# Start of Material for this task

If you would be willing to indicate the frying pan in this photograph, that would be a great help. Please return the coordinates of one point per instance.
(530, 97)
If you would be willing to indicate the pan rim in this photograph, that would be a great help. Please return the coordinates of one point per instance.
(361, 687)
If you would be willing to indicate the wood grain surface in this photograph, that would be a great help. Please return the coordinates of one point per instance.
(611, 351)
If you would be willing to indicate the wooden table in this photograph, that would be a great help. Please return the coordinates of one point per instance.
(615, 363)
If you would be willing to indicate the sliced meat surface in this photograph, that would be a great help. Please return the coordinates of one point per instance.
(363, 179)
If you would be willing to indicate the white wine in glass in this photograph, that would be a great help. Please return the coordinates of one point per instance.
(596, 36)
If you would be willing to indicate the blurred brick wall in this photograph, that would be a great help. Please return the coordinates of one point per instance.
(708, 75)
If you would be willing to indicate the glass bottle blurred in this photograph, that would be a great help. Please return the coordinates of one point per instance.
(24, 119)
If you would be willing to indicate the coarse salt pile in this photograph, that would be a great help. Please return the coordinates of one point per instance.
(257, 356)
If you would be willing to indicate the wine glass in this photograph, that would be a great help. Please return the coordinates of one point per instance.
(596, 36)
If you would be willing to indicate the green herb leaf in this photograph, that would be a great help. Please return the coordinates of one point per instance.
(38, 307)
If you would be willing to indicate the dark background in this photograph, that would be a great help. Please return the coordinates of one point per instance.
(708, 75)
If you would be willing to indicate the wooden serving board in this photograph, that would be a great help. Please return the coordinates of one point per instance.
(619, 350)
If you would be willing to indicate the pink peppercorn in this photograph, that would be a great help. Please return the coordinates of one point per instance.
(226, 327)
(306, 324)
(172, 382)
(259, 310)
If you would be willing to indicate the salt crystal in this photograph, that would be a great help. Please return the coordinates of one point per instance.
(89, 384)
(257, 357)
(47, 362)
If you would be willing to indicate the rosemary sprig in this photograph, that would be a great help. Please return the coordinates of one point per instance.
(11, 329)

# End of Material for this task

Objective | Rewrite the rows from the line containing "If you would be willing to indicate the salt" through the last line of the rows, keeping the requests, and raise each coordinate in the answers by 50.

Completed task |
If you would be willing to indicate the salt crystal in this photograph, that would be a great help. Please return the coordinates of one point per instance.
(139, 434)
(307, 407)
(97, 412)
If you would be willing to indicate the rosemary sprig in this photograph, that would be a great help. Please return the coordinates of one point per instance.
(61, 379)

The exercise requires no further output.